TASK GOAL: Echo the rows between the line containing "Can you find the hiking woman?" and the line containing "[[526, 140], [49, 126]]", inclusive, reproducing each line verbatim.

# # # # # # #

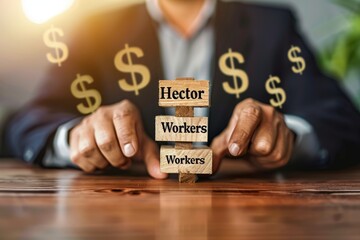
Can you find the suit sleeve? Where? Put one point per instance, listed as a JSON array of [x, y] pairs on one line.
[[32, 129], [321, 102]]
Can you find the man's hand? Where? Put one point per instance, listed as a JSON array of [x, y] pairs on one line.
[[113, 135], [257, 133]]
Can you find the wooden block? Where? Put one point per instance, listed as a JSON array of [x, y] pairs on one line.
[[181, 129], [187, 178], [184, 93], [197, 160]]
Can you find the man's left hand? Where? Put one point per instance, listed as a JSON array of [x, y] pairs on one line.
[[257, 133]]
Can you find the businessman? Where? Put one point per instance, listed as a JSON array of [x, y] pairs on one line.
[[316, 127]]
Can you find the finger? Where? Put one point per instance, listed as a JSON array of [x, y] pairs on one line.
[[75, 156], [248, 121], [108, 144], [263, 141], [126, 166], [125, 126], [278, 156], [88, 150], [152, 159], [219, 149]]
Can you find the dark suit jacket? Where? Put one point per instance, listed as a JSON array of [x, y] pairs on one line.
[[263, 35]]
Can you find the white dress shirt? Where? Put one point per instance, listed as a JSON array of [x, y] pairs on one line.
[[183, 57]]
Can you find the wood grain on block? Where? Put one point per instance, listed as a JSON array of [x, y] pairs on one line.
[[184, 93], [181, 129], [187, 178], [197, 160]]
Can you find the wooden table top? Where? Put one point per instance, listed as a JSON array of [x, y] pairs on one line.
[[68, 204]]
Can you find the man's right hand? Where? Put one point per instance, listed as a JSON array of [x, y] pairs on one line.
[[113, 135]]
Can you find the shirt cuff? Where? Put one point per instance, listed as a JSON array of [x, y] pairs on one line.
[[58, 155]]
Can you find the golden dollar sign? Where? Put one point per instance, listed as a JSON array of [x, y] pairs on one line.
[[132, 69], [279, 93], [92, 96], [299, 61], [61, 50], [235, 73]]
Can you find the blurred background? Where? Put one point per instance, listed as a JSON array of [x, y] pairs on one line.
[[331, 27]]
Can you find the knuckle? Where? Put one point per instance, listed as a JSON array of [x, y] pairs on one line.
[[88, 169], [102, 164], [75, 158], [252, 112], [126, 104], [101, 111], [118, 163], [278, 156], [126, 134], [264, 148], [87, 151], [122, 113], [249, 100], [107, 145]]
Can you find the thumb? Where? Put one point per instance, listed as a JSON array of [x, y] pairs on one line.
[[219, 148], [151, 157]]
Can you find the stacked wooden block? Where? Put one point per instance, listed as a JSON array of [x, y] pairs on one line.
[[184, 129]]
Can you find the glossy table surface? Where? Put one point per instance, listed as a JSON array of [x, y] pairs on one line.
[[40, 203]]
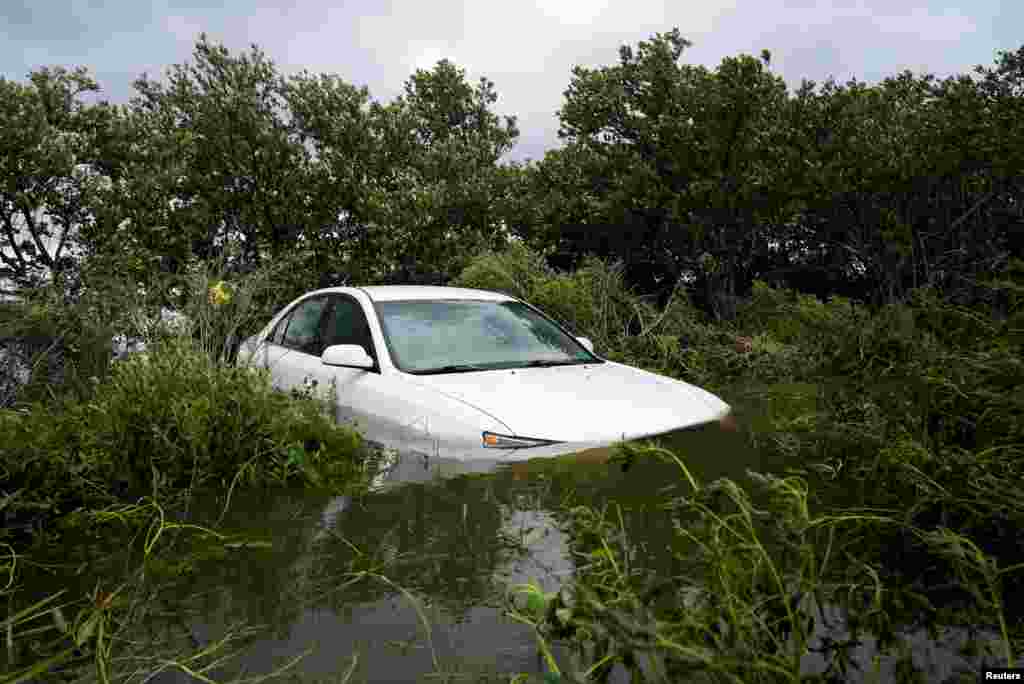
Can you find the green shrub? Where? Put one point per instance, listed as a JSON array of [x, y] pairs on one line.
[[164, 422]]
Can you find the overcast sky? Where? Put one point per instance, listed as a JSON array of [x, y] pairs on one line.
[[527, 47]]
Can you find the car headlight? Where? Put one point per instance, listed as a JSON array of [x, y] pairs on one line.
[[494, 440]]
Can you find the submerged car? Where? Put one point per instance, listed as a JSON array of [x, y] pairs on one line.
[[466, 374]]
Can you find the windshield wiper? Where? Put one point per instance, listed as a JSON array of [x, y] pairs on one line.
[[453, 368], [547, 364]]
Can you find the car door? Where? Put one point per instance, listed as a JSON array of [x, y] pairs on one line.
[[294, 347], [345, 323]]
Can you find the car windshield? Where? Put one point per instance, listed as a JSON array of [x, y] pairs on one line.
[[456, 336]]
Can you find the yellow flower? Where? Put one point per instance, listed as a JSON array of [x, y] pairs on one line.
[[219, 294]]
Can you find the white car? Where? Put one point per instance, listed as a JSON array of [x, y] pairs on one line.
[[466, 374]]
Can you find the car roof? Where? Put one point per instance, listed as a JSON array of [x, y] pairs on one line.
[[390, 293]]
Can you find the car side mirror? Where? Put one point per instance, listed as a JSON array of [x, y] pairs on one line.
[[349, 355], [586, 341]]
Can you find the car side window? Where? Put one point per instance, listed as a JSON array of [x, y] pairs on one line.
[[302, 333], [276, 336], [346, 324]]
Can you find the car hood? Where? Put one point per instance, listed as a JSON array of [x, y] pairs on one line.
[[599, 402]]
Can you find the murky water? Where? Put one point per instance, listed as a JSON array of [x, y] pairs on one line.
[[456, 545], [408, 582]]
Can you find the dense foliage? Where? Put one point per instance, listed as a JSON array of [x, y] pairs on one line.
[[846, 256]]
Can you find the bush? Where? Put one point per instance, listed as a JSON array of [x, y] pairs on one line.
[[162, 423]]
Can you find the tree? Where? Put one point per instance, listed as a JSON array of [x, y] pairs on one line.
[[686, 158], [54, 168], [221, 158]]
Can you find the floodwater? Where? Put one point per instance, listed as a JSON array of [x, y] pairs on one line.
[[406, 583], [454, 545]]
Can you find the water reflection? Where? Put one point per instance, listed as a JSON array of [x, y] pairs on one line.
[[409, 580]]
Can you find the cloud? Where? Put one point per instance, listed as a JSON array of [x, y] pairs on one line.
[[528, 48]]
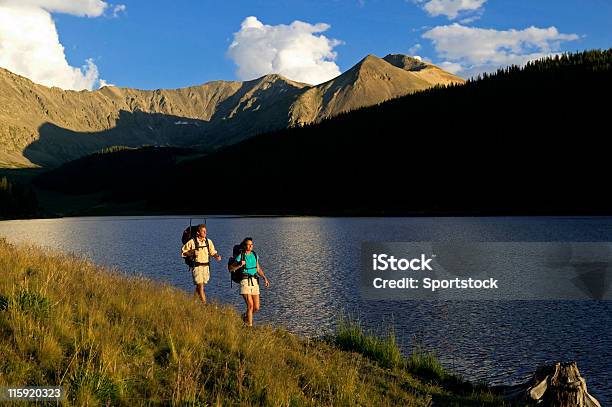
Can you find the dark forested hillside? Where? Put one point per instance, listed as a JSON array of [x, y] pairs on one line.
[[528, 140]]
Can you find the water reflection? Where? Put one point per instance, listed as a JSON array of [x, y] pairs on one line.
[[313, 265]]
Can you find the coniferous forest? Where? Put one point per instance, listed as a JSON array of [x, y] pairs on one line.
[[525, 140], [16, 200]]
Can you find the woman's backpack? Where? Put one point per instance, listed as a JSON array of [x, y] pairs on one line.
[[238, 274]]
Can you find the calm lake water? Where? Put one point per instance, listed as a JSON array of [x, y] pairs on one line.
[[313, 264]]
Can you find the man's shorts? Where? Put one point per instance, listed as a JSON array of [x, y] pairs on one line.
[[201, 275], [249, 286]]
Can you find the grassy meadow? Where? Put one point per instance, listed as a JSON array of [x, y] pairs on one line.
[[114, 340]]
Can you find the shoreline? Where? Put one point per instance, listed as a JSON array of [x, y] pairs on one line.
[[66, 319]]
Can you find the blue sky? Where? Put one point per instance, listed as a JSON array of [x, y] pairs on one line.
[[160, 44]]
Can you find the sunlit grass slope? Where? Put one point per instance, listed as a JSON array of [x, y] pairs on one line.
[[115, 340]]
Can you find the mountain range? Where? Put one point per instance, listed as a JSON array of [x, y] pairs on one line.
[[42, 126]]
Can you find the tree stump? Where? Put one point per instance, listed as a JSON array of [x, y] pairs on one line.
[[558, 385]]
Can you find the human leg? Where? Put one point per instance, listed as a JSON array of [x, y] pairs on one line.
[[248, 300], [199, 290]]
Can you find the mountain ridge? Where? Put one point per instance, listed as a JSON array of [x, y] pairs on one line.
[[42, 126]]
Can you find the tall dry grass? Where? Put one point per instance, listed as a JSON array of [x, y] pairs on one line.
[[109, 339]]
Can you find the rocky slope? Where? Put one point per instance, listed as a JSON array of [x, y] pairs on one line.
[[47, 126]]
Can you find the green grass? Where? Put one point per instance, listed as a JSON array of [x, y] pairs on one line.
[[350, 336], [110, 339]]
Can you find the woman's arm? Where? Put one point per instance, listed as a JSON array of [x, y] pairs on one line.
[[261, 273]]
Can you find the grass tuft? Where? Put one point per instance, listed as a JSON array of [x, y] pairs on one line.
[[350, 336]]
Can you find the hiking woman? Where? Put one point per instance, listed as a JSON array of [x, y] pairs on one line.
[[247, 263]]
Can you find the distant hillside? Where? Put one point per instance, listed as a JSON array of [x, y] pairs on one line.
[[526, 140], [49, 126]]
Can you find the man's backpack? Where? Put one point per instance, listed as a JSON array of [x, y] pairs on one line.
[[191, 233], [239, 274]]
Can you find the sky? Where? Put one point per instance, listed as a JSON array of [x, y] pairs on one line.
[[154, 44]]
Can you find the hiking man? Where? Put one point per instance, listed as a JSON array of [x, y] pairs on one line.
[[200, 249], [247, 263]]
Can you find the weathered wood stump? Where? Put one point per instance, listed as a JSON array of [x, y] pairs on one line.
[[558, 385]]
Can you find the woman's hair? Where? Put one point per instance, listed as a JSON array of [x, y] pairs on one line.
[[246, 239]]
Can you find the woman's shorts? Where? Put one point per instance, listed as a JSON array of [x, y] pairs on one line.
[[249, 286], [201, 275]]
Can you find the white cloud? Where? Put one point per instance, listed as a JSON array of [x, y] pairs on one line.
[[450, 8], [102, 83], [469, 51], [30, 46], [291, 50], [119, 8], [89, 8]]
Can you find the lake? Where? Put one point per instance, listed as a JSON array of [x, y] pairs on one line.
[[313, 264]]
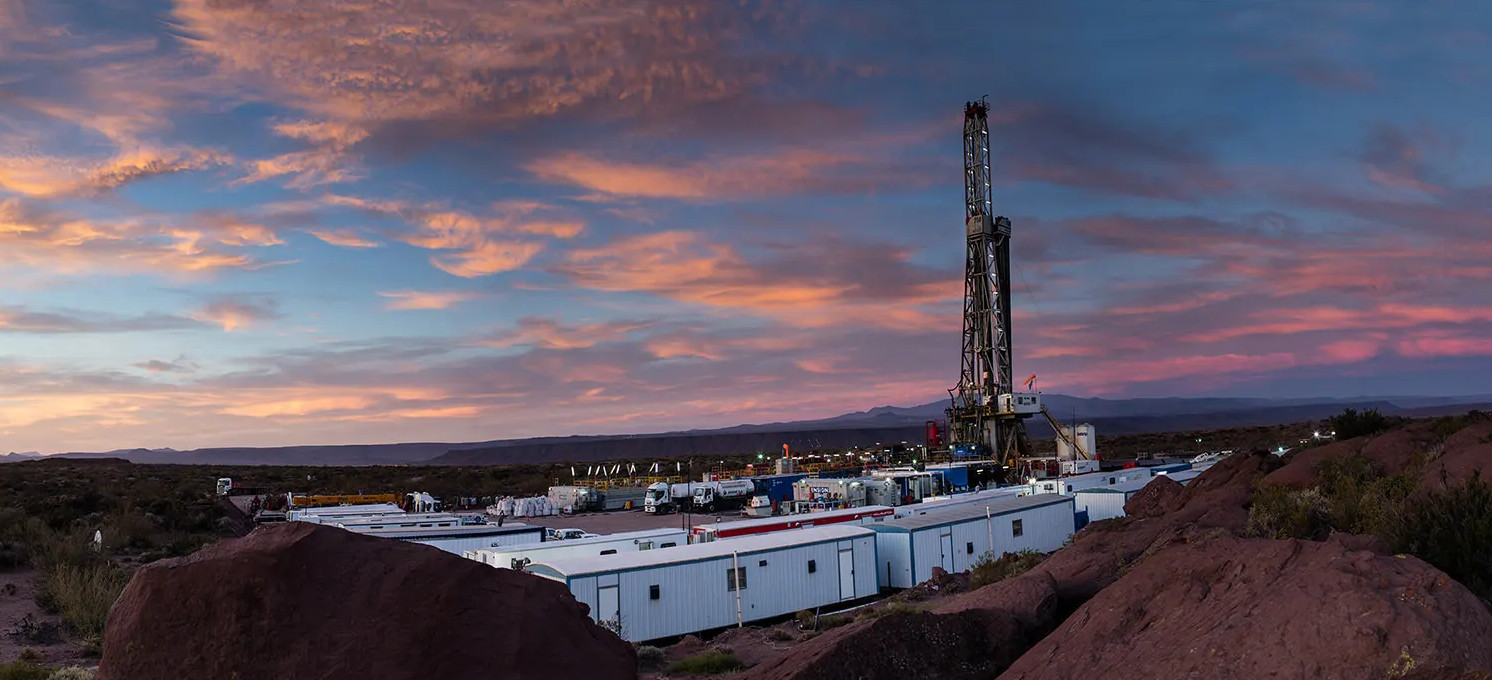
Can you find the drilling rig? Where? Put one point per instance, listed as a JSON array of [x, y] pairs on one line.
[[986, 412]]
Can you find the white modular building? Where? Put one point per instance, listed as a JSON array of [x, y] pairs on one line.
[[955, 539], [1069, 485], [403, 521], [461, 539], [323, 515], [1107, 501], [1182, 476], [687, 589], [506, 558], [937, 504]]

# # # # # # #

EXPECTED OUTPUT:
Can you find the hiking woman? Where? Put one point per instance, listed as a JSON array of [x, y] pairs on one line.
[[247, 263]]
Can you find the distant hillside? Where? Put one point per instance, listed as a JSON array of [x, y] pairs on one line.
[[526, 140], [49, 126]]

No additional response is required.